| QUOTED PASSAGE |
_____

“Picturing Knowledge in Historical Perspective”

Published: July 22, 2022

The CMRS-CEGS/LAMAR Methodology Seminars give UCLA graduate students a chance to meet and interact with prominent authorities in the field of Medieval and Renaissance Studies. These classes receive funding from us to bring in distinguished scholars to present lectures and have informal discussions with students and faculty.

For Fall 2022, Philosophy 206, “Picturing Knowledge in Historical Perspective” will be taught by Professors Brian P. Copenhaver (Philosophy) and Calvin Normore (Philosophy). The seminar will consider whether thought is best understood by analogy with language, with pictorial representation or with both, an issue at least as old as Plato’s Cratylus and as contemporary as 2020 revision of the article on Mental Representation in the Stanford Encyclopedia of Philosophy.

_____

| SUPPLIED RECORDS |
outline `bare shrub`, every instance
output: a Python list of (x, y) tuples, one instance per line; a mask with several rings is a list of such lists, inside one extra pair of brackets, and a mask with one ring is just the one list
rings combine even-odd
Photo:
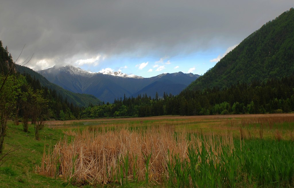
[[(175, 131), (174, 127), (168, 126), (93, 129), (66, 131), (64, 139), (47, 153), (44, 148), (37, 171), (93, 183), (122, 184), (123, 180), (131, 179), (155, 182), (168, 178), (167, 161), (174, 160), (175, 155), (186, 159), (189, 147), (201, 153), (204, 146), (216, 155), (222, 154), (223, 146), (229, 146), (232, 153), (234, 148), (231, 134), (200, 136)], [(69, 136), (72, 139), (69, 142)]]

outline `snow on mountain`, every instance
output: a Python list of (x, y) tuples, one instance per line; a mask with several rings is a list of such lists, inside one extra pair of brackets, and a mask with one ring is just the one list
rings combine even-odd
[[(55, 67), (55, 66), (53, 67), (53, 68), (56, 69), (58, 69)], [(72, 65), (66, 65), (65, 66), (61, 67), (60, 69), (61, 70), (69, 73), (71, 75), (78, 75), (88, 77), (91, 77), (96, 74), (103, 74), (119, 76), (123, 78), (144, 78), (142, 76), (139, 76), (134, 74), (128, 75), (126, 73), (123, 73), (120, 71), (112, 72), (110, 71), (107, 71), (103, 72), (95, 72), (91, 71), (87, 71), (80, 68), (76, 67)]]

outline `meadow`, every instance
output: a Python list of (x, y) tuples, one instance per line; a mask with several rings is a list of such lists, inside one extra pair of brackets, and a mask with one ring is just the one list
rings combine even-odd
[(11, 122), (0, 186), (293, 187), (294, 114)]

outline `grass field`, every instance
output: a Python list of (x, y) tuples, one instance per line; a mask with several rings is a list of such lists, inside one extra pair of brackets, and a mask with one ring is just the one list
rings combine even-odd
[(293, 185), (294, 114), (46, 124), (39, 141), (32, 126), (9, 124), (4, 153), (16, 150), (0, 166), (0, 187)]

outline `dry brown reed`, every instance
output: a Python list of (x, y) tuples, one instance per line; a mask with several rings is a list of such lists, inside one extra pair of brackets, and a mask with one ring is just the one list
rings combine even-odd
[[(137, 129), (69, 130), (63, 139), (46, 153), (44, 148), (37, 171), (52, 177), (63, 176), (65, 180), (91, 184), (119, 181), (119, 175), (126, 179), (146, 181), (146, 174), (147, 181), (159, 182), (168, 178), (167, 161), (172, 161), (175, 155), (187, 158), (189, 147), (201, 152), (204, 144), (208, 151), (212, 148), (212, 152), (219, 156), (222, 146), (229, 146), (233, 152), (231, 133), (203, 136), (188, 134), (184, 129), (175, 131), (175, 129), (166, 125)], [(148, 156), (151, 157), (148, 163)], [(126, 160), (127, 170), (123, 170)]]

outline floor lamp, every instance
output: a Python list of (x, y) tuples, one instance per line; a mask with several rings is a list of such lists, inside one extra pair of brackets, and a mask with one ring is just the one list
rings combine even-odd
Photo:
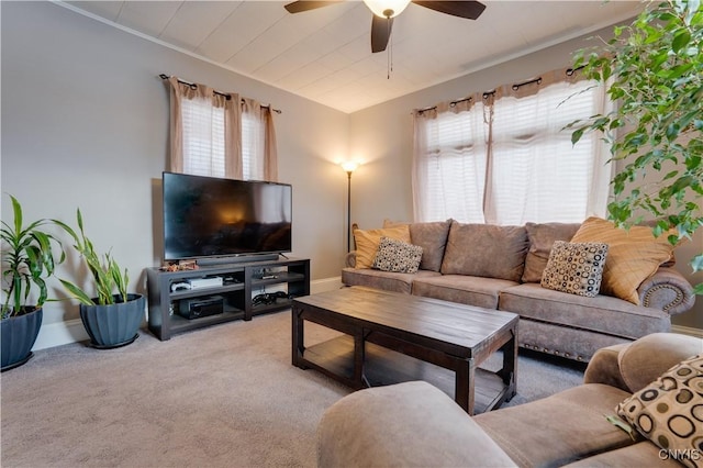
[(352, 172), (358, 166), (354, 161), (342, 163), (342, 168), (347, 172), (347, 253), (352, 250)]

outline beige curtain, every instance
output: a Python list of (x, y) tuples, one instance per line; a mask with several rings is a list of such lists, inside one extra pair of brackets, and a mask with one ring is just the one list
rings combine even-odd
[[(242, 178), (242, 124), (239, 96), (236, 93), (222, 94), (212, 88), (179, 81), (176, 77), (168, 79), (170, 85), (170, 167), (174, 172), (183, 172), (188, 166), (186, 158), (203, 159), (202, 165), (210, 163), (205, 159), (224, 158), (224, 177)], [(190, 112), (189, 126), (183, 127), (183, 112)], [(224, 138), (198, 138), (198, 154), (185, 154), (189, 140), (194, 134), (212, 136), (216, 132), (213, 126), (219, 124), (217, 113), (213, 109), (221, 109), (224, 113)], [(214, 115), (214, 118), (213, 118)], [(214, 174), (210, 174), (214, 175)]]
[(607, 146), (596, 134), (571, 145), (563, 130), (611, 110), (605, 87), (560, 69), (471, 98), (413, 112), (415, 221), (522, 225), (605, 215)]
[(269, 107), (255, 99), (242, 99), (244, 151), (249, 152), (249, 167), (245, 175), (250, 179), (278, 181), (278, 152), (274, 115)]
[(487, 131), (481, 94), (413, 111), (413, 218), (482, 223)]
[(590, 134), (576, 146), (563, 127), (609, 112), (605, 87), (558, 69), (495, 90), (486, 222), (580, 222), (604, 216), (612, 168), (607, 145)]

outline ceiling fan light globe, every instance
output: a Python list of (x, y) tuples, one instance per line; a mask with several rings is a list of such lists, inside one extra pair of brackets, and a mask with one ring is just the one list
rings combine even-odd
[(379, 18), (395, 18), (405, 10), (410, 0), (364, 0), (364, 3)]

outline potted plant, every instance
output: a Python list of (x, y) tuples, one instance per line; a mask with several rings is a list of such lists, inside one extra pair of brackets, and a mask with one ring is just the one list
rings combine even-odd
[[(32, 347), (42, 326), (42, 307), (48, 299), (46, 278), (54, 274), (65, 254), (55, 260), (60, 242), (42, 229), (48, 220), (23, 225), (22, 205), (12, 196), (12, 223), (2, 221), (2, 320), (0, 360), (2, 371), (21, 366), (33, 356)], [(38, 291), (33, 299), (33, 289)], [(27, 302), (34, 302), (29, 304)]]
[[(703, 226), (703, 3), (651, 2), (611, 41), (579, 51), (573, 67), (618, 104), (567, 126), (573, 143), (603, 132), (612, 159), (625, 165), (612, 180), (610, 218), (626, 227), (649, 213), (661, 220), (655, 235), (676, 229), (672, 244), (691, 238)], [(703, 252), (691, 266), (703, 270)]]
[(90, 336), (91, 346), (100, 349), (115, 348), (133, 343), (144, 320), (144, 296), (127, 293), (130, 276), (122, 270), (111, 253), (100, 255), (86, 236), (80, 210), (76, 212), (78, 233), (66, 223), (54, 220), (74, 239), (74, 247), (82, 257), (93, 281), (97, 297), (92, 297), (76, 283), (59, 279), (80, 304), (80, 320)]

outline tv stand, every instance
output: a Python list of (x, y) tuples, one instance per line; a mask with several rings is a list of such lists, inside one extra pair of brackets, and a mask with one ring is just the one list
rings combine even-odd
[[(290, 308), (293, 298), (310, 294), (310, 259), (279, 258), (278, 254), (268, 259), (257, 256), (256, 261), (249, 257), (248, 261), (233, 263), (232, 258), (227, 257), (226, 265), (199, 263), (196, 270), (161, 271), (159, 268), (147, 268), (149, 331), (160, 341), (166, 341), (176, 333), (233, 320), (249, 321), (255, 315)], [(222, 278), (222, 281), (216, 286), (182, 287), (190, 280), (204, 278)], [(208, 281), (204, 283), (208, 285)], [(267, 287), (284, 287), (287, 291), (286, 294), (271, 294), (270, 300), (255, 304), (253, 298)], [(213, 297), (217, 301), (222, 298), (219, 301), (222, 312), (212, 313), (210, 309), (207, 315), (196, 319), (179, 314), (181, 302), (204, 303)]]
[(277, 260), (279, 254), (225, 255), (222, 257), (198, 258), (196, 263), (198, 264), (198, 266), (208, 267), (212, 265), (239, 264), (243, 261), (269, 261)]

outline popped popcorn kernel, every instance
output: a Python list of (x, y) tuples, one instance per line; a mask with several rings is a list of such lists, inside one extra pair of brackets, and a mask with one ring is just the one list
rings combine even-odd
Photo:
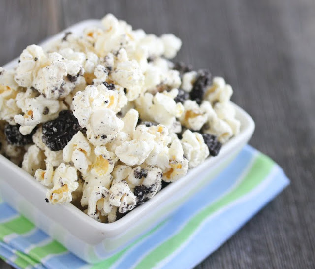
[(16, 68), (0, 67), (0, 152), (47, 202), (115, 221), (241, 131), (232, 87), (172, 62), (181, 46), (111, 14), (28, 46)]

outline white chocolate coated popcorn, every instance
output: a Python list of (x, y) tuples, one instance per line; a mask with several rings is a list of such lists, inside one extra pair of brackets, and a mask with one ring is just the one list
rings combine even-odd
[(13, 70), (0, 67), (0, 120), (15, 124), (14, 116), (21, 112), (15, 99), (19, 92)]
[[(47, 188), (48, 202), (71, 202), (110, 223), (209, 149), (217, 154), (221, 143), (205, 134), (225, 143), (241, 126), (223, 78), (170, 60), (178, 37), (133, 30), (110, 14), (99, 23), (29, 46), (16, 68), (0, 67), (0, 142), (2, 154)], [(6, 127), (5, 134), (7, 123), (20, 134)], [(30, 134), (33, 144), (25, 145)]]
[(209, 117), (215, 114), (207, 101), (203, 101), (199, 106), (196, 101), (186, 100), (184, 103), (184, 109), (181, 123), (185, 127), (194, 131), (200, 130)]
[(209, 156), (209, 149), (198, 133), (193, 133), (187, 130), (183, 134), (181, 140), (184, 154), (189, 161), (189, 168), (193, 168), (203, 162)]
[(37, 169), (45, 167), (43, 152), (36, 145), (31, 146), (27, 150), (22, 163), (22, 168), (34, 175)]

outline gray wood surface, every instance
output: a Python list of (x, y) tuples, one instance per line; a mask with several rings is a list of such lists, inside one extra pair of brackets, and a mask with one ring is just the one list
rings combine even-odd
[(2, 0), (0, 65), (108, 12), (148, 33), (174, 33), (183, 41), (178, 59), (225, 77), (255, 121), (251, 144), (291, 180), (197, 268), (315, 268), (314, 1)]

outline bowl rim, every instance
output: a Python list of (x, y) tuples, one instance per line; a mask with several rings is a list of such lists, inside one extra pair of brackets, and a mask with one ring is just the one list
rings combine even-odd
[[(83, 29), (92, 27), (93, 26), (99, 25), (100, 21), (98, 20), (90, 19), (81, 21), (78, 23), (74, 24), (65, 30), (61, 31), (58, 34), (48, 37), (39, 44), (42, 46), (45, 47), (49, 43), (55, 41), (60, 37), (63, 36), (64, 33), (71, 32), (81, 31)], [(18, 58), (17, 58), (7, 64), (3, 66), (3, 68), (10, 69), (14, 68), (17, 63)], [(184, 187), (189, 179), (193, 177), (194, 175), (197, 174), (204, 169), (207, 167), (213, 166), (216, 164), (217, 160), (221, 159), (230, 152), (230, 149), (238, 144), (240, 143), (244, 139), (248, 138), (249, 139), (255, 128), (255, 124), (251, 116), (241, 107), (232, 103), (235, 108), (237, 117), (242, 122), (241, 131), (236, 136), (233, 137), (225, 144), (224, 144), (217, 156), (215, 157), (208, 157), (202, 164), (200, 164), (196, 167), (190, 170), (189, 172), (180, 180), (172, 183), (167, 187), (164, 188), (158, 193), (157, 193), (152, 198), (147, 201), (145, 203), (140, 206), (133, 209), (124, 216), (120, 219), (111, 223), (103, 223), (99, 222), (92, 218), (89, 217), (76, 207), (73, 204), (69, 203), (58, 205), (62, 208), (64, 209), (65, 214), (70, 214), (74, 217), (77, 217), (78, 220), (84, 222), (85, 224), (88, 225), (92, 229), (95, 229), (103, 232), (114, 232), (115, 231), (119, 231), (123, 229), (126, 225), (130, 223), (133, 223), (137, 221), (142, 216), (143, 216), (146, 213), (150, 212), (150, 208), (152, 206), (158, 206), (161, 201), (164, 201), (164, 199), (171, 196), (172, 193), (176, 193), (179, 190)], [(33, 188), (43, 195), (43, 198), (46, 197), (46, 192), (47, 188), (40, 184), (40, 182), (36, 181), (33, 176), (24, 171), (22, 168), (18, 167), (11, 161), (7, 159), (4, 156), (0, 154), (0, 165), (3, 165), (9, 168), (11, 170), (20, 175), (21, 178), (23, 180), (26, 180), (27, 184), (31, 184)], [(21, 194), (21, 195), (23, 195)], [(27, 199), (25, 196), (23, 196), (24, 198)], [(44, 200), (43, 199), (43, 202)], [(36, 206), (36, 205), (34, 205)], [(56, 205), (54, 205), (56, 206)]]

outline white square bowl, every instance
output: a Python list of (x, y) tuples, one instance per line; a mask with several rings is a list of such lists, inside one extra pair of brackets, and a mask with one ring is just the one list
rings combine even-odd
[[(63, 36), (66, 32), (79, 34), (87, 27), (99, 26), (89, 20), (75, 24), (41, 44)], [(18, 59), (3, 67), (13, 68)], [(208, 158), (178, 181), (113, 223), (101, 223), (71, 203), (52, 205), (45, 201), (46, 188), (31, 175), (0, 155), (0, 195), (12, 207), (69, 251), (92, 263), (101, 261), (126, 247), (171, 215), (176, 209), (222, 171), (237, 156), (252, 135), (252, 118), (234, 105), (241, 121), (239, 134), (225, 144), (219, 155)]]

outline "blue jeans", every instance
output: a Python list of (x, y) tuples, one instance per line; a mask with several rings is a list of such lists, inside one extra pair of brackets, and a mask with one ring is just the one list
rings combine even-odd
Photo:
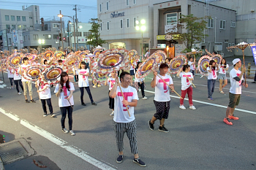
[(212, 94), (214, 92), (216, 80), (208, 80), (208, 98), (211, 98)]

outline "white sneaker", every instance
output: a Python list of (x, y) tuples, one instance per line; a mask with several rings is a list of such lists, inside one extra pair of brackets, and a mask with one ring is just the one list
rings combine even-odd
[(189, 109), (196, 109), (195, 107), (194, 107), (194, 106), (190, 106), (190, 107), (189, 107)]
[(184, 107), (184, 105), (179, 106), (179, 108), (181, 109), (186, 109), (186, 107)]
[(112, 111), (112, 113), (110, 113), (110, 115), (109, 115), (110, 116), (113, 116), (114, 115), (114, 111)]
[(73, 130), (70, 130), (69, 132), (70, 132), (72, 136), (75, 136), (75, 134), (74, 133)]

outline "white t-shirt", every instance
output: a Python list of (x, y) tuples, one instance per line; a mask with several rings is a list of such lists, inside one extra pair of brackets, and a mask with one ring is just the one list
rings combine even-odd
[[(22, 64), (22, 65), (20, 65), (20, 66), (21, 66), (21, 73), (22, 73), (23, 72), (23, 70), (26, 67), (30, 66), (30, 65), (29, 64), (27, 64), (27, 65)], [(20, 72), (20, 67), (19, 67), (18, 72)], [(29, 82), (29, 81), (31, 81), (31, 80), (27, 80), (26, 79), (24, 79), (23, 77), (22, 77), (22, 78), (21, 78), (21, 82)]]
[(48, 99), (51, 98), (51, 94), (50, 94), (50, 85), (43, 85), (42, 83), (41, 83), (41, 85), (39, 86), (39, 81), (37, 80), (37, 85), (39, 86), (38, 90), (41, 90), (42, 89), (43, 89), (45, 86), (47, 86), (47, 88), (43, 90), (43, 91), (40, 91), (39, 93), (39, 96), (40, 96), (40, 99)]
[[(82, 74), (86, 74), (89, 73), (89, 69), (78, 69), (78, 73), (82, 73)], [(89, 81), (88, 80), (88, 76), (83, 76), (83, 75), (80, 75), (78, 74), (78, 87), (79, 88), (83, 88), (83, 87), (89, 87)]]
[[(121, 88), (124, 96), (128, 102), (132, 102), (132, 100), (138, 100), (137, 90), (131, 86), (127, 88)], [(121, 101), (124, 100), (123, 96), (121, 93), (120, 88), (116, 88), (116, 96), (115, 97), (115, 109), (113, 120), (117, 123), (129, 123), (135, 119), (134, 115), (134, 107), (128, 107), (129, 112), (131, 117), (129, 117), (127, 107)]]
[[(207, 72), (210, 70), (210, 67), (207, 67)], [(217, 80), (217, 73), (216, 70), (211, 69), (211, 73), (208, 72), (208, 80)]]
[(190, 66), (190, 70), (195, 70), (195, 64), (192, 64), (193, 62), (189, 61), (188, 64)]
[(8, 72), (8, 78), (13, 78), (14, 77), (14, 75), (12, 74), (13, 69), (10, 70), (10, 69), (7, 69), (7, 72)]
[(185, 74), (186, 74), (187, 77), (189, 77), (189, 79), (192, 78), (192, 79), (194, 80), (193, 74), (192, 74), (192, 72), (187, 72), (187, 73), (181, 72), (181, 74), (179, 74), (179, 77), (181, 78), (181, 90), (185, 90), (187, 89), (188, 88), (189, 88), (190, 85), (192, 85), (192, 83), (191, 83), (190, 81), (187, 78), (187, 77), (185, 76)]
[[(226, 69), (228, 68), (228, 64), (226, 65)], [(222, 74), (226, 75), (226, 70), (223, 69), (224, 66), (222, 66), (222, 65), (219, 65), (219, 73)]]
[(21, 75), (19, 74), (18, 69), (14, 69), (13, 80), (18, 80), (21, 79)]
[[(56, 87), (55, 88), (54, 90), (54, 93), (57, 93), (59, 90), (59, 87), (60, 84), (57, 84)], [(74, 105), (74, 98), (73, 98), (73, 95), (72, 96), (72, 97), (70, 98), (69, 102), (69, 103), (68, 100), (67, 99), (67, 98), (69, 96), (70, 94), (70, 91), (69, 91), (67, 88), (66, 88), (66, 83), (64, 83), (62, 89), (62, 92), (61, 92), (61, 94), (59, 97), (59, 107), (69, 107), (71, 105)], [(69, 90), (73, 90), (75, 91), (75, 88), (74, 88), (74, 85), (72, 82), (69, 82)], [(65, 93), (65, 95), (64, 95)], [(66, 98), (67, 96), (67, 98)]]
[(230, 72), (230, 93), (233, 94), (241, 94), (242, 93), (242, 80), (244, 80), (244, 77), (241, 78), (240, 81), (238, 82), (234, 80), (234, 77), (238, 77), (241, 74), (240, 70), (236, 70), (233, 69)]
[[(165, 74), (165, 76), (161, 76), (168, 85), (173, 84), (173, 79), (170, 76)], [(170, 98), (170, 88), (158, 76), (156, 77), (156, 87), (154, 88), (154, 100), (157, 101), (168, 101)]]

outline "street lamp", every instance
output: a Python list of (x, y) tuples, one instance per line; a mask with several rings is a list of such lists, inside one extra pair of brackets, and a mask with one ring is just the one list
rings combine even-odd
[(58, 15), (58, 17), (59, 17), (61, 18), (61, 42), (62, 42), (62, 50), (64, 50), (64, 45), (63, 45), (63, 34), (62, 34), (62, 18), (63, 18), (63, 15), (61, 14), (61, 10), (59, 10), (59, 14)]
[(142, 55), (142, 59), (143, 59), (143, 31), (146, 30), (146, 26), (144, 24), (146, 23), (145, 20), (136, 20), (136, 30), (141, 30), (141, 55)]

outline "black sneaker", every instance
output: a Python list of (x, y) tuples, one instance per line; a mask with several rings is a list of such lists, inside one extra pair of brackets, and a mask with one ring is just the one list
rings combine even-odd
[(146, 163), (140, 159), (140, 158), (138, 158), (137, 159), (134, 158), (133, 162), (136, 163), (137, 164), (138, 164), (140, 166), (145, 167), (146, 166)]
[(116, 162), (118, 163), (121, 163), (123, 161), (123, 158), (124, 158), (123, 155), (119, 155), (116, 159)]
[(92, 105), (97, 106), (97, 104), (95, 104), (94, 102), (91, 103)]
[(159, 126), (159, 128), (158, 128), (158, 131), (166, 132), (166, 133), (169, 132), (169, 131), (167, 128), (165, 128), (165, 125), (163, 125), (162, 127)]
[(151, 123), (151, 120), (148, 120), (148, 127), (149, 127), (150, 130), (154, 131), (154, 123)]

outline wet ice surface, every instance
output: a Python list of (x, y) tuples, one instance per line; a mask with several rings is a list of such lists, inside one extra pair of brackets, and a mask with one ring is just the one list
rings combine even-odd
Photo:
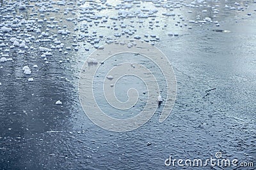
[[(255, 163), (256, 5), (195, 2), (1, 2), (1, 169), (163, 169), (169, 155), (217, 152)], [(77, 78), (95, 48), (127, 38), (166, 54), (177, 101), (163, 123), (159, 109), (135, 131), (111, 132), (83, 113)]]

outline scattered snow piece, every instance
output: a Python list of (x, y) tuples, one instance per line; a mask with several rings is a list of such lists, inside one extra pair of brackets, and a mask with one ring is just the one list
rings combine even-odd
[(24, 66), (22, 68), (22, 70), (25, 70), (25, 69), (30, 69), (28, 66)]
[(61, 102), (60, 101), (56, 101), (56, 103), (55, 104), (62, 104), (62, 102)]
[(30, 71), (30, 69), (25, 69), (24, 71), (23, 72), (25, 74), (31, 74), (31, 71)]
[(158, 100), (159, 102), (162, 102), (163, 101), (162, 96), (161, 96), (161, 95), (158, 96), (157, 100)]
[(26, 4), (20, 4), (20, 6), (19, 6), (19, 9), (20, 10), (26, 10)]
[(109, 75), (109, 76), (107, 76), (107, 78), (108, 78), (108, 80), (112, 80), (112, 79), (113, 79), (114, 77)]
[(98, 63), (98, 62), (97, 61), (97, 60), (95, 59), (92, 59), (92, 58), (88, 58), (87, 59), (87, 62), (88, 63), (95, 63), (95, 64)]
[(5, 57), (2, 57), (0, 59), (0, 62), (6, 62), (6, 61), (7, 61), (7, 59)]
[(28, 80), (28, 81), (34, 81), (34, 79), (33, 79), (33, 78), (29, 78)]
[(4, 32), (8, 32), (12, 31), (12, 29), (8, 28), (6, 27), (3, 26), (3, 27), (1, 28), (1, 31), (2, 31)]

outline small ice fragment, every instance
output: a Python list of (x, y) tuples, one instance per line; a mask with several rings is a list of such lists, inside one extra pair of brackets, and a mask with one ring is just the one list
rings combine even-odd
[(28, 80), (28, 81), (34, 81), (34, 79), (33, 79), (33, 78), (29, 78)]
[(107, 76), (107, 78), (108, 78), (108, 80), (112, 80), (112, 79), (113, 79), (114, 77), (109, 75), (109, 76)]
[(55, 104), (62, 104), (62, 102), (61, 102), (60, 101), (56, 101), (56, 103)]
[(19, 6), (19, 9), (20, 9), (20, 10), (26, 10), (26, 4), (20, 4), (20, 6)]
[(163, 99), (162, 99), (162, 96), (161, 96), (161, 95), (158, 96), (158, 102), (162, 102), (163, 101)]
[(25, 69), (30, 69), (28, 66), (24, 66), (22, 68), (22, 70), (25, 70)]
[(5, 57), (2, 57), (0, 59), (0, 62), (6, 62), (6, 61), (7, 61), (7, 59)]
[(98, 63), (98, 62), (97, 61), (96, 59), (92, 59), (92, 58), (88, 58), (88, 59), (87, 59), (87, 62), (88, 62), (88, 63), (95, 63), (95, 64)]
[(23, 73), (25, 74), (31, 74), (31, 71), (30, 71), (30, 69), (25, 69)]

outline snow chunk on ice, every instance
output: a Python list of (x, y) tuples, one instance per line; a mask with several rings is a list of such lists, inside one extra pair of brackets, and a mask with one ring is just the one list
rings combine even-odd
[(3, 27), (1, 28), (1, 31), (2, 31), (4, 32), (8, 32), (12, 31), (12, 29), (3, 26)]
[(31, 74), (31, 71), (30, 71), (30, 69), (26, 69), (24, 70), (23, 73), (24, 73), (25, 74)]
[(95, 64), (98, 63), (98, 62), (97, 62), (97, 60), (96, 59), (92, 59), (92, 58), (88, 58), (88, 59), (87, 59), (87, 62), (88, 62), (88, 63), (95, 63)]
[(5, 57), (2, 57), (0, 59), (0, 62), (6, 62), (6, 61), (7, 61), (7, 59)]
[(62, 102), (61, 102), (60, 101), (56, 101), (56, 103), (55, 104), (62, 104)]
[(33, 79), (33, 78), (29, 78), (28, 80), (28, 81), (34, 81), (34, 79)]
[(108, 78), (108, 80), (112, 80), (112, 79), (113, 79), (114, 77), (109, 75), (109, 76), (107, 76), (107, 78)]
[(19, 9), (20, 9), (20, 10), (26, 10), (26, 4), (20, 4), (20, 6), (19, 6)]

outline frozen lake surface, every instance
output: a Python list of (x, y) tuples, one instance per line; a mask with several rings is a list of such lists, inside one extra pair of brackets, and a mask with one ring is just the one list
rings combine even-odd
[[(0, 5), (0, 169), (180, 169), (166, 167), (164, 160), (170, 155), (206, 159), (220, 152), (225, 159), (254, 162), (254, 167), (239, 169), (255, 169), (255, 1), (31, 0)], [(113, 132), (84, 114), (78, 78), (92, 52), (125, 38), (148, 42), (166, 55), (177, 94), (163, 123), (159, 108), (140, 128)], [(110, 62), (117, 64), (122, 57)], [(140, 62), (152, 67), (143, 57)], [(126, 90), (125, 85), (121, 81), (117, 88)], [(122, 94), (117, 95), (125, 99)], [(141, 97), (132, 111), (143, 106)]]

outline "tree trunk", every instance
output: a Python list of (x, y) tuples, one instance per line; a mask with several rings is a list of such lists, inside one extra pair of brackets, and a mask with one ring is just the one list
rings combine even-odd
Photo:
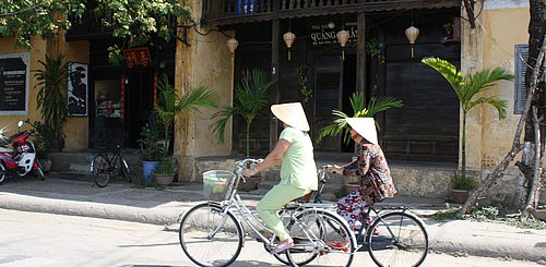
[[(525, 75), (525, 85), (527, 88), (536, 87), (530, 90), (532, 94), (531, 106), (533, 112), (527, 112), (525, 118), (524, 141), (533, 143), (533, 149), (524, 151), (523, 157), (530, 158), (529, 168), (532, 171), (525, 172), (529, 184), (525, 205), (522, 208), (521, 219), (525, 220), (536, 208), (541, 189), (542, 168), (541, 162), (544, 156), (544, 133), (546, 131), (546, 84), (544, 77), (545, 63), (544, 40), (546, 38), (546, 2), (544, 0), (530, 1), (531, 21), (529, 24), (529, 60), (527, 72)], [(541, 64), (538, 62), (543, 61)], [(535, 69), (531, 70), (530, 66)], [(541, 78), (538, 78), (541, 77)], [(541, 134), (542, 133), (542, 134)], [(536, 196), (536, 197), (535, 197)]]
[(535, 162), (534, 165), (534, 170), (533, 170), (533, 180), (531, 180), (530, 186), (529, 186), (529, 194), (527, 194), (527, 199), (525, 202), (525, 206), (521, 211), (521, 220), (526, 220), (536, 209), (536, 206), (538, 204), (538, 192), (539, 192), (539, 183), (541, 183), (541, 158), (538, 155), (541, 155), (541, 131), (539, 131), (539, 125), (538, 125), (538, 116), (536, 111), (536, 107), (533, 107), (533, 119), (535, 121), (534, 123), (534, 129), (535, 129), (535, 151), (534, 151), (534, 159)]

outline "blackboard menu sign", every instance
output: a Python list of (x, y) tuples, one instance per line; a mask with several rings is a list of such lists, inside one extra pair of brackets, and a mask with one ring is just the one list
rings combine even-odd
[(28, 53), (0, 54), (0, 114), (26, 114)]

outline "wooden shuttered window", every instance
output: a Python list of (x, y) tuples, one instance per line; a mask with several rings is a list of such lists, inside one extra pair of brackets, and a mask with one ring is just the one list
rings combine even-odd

_____

| TASKS |
**a)** According to the seminar announcement, which professors will teach Philosophy 206 in Fall 2022?
**b)** Write the next part of the seminar announcement, picking up after its last sentence.
The rows were drawn from a different source than the seminar announcement.

| TASK-BY-TASK RESULTS |
**a)** Professors Brian P. Copenhaver and Calvin Normore, both of Philosophy.

**b)**
This interdisciplinary seminar will attempt to trace from late antiquity into the 17th century some of the ways in which pictures were used as tools to create and express knowledge claims and also some of the theoretical issues surrounding those uses. Beginning with an outline of the issues and a discussion of the structure and limits  of pictorial representation, we will turn to the use of diagrams in late antiquity, to the role of icons in Byzantine thought and to discussions of picturing in Latin Medieval traditions. We will then turn to the dramatic changes in the nature and use of pictorial representation from the fifteenth to the mid-seventeenth centuries ending with a discussion of Descartes’ use of pictures and diagrams.

The instructors of record will begin and end the series of classes but most of the classes will be given by experts in the particular subjects being discussed. Guest scholars include:

  • Brian Baigire (Institute for History & Philosophy of Science & Technology, University of Toronto)
  • Paroma Chatterjee (Art History, University of Michigan)
  • Christina Normore (Art History, Northwestern University)
  • Ingrid Rowland (Architecture and History, University of Notre Dame)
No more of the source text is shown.